■ **Aufgabe 1**: Übertrage die Auflistung vom Anfang bis einschließlich der Zeile mit „217 121 L 216“ in eine Markdown-Tabelle mit den Spalten „Nr.“ und „Zeile“. Leere Zeilen und Bilder kommen nicht in die Tabelle.

++++ Textauszug ++++

Die Distanzierung des Künstlers von der missbräuchlichen Verwendung seines Songs fiel übrigens seltsam handzahm aus: Sein Lied handle von der Liebe, erklärte Gigi d’Agostino, und es sei, wie er selbst, für alle da. Kein Wort der Untersagung, keinerlei Abgrenzung gegen rechts. Die Breitenwirkung seiner Komposition (490 Millionen Mal wurde das Musikvideo auf YouTube bereits aufgerufen) scheint d’Agostino, bei aller Liebe, nicht einschränken zu wollen. Seit sein Lied, nun ja: in aller Munde ist, erlebt es einen zweiten Höhenflug. In den iTunes-Charts steht es dieser Tage an zweiter Stelle.

++++ Zu bearbeitende Auflistung ++++

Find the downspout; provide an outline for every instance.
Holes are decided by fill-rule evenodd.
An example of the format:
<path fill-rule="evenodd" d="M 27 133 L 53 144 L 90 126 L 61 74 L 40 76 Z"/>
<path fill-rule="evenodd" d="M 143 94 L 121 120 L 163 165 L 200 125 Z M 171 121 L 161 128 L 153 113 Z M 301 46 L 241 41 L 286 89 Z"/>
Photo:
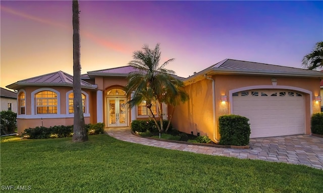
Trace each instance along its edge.
<path fill-rule="evenodd" d="M 217 121 L 216 121 L 216 82 L 213 79 L 209 78 L 205 74 L 204 75 L 204 77 L 207 80 L 212 81 L 212 103 L 213 106 L 213 139 L 216 141 L 216 143 L 219 144 L 219 140 L 217 139 L 216 137 L 216 133 L 217 132 Z"/>

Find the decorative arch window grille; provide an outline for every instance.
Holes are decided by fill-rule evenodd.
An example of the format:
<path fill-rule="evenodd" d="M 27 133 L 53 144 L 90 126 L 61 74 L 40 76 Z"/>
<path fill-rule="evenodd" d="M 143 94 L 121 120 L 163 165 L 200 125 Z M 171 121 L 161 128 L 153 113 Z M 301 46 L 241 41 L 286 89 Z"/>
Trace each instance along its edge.
<path fill-rule="evenodd" d="M 50 91 L 40 91 L 35 94 L 37 114 L 57 113 L 57 94 Z"/>
<path fill-rule="evenodd" d="M 20 105 L 20 113 L 21 114 L 26 114 L 26 95 L 24 92 L 22 92 L 19 94 L 18 103 Z"/>
<path fill-rule="evenodd" d="M 69 94 L 69 113 L 74 113 L 74 107 L 73 106 L 73 100 L 74 98 L 74 93 L 71 93 Z M 83 106 L 83 112 L 85 113 L 86 97 L 85 95 L 82 93 L 82 105 Z"/>

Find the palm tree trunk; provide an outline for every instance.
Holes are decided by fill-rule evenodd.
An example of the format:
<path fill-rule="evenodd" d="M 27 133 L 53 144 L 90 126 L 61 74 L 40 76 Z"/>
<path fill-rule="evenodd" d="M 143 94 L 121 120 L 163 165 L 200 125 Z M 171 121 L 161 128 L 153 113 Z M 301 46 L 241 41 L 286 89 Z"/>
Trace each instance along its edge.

++++

■ **Aufgabe 2**: Nenne alle Substantive, mit denen der Textauszug das Stück von Gigi d’Agostino bezeichnet.

■ **Richtige Lösung 1**:
| Nr. | Zeile |
|---|---|
| 1 | Find the downspout; provide an outline for every instance. |
| 2 | Holes are decided by fill-rule evenodd. |
| 3 | An example of the format: |
| 4 | <path fill-rule="evenodd" d="M 27 133 L 53 144 L 90 126 L 61 74 L 40 76 Z"/> |
| 5 | <path fill-rule="evenodd" d="M 143 94 L 121 120 L 163 165 L 200 125 Z M 171 121 L 161 128 L 153 113 Z M 301 46 L 241 41 L 286 89 Z"/> |
| 6 | Photo: |
| 7 | Trace each instance along its edge. |
| 8 | <path fill-rule="evenodd" d="M 217 121 L 216 121 L 216 82 L 213 79 L 209 78 L 205 74 L 204 75 L 204 77 L 207 80 L 212 81 L 212 103 L 213 106 L 213 139 L 216 141 L 216 143 L 219 144 L 219 140 L 217 139 L 216 137 L 216 133 L 217 132 Z"/> |

■ **Richtige Lösung 2**: Song, Lied, Komposition